───── Material provided

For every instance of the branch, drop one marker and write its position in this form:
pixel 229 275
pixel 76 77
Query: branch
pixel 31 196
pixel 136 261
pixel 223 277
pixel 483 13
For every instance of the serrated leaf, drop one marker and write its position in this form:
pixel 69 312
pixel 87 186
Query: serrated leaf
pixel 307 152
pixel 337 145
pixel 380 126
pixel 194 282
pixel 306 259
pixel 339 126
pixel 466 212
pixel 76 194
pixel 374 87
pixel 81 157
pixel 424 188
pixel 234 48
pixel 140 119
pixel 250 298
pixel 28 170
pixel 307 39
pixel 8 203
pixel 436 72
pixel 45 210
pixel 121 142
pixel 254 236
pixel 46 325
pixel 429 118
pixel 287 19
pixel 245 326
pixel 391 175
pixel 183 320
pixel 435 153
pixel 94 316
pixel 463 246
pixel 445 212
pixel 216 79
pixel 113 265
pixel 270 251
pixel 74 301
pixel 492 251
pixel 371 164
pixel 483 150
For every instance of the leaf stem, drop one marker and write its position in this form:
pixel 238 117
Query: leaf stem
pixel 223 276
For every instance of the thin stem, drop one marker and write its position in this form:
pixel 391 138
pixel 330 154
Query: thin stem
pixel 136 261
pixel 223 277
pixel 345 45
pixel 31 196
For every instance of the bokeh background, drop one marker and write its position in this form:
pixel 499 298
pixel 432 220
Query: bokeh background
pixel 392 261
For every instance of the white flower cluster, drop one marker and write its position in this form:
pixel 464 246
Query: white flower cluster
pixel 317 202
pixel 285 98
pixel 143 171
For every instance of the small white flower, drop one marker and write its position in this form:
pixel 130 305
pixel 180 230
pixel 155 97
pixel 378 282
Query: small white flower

──────────

**Task description**. Copy all of the records above line for line, changing nothing.

**Correct result**.
For every instance of the branch, drop one marker and write its position in this form:
pixel 229 275
pixel 76 77
Query: branch
pixel 31 196
pixel 136 261
pixel 223 277
pixel 483 13
For every instance of the serrated leaf, drop one marker and write its position in this form:
pixel 69 312
pixel 87 186
Query: serrated leaf
pixel 307 152
pixel 337 145
pixel 380 126
pixel 194 282
pixel 306 259
pixel 339 126
pixel 466 212
pixel 76 194
pixel 374 87
pixel 81 157
pixel 424 188
pixel 234 48
pixel 140 119
pixel 250 298
pixel 28 170
pixel 307 39
pixel 8 203
pixel 436 72
pixel 45 210
pixel 121 142
pixel 254 236
pixel 46 325
pixel 429 118
pixel 287 19
pixel 245 326
pixel 391 175
pixel 183 320
pixel 435 153
pixel 94 316
pixel 463 246
pixel 445 212
pixel 216 79
pixel 113 265
pixel 270 251
pixel 74 301
pixel 492 251
pixel 371 164
pixel 483 150
For every instance of the leaf stem, drop one marker and write its position in this form:
pixel 238 117
Query: leaf stem
pixel 223 276
For every instance of the thin stem, drop one marker and write its position in this form:
pixel 391 138
pixel 330 154
Query: thin stem
pixel 136 261
pixel 223 277
pixel 345 45
pixel 31 196
For every instance of the bokeh background, drop one marker and write its position in this form:
pixel 499 298
pixel 432 220
Query: bokeh background
pixel 392 261
For every instance of the white flower cluster, drop one marker and write its position in this form:
pixel 464 246
Query: white flower cluster
pixel 317 202
pixel 285 98
pixel 143 171
For every instance of the small white flower, drop one marker and write its position in this form:
pixel 130 305
pixel 180 230
pixel 155 97
pixel 378 282
Query: small white flower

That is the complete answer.